EXCERPTED PASSAGE →
----------------

This is especially important with third-party data sources. Just because you’re buying a dataset, or accessing one from a “reputable” source, that doesn’t mean it’s clean. Don’t assume they’ve already done the hard work. You need to check for yourself. Check whether the dataset contains undisclosed personal data, offensive or harmful content, or copyrighted material scraped without authorization. Failure to do so can expose you to infringement claims and unpredictable model behaviour. These things have a way of surfacing at the worst possible time, often long after the model is in production.

Open-source does not mean risk-free. In 2023, investigators discovered that a popular dataset used for generative images called LAION-5B included copyrighted art and private medical photos scraped without consent.6 Teams who assumed Creative-Commons licensing eliminated the risk had to purge pretrained models and retrain from scratch.

Documentation and Lineage: Telling the Data’s Story

When an AI system is criticised for bias or drift, the first question is usually, “What data did it learn from?”, and the second is, “How has that data changed since it was sourced?” You can only answer if the dataset’s history is written down. Without documentation, teams rely on half-remembered Slack threads or the lone engineer who “just knows.”

A practical fix is to treat each significant dataset like a component with its own spec sheet. Timnit Gebru and colleagues formalised the idea in their “datasheets for datasets” proposal: a one-pager that records the source, collection method, contents, intended uses, known limits and legal status of the data7. A well-filled datasheet lets future teams see, at a glance, whether the dataset is still a safe fit. If a voice model starts mis-transcribing speakers from Dublin, you can check the sheet and discover the training recordings came almost entirely from London call-centres, a clue that saves days of blind debugging.

The content of data is only half the story. Lineage shows where the data has travelled: when the raw logs were pulled, the script that stripped personal identifiers, the balancing step that down-sampled the majority class, the final split that fed into the model. Good lineage captures cause-and-effect; when a bug emerges in one of those steps, you immediately know which models and dashboards to revisit.

Beyond preventing errors, documentation also drives reproducibility and knowledge sharing. When one data scientist leaves, their documented datasets and pipelines remain for the next person to understand and build upon, reducing institutional knowledge loss. It’s helpful to integrate documentation steps into the lifecycle: for instance, during the plan and acquire phase, decide what metadata to capture; during the processing phase, document any transformations or feature engineering applied; and when data is arvhived, include notes on why and how it was archived. Many organisations adopt data version control tools to centrally store dataset documentation, lineage, and usage logs, so anyone can discover and learn about available data. The key is to treat documentation as an ongoing part of data’s life, not a one-time chore.

----------------

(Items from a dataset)

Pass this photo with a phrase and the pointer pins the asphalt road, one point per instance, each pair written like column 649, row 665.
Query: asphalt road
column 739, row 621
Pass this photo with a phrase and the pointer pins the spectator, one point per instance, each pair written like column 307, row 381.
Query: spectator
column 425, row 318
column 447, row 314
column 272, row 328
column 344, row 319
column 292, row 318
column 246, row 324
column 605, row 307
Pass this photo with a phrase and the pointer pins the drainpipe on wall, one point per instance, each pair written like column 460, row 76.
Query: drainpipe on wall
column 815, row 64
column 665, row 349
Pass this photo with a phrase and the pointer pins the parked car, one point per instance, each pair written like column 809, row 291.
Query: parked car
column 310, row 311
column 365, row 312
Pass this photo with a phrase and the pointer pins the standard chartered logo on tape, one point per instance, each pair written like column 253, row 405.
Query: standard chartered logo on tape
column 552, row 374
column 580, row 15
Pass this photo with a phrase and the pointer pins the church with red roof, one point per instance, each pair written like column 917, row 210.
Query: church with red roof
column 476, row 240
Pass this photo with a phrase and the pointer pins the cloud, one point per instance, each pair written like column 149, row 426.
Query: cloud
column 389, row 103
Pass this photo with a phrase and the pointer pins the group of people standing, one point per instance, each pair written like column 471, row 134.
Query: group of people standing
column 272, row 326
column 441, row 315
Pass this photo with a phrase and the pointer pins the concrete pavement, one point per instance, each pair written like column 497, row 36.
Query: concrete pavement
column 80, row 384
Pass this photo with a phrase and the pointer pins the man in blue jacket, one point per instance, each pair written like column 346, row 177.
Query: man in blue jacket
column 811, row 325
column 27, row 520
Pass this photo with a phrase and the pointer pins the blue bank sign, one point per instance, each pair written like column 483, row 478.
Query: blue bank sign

----------------

WHAT TO DO →
[a] According to the data documentation excerpt, what did investigators find in the LAION-5B dataset in 2023?
[b] In the data documentation excerpt, rewrite the part starting with "The content of" and going on through "dashboards to revisit.", putting "reports" in place of "dashboards".
These entries have no connection to the data documentation excerpt.

TASK-BY-TASK RESULTS →
[a] It included copyrighted art and private medical photos scraped without consent.

[b]
The content of data is only half the story. Lineage shows where the data has travelled: when the raw logs were pulled, the script that stripped personal identifiers, the balancing step that down-sampled the majority class, the final split that fed into the model. Good lineage captures cause-and-effect; when a bug emerges in one of those steps, you immediately know which models and reports to revisit.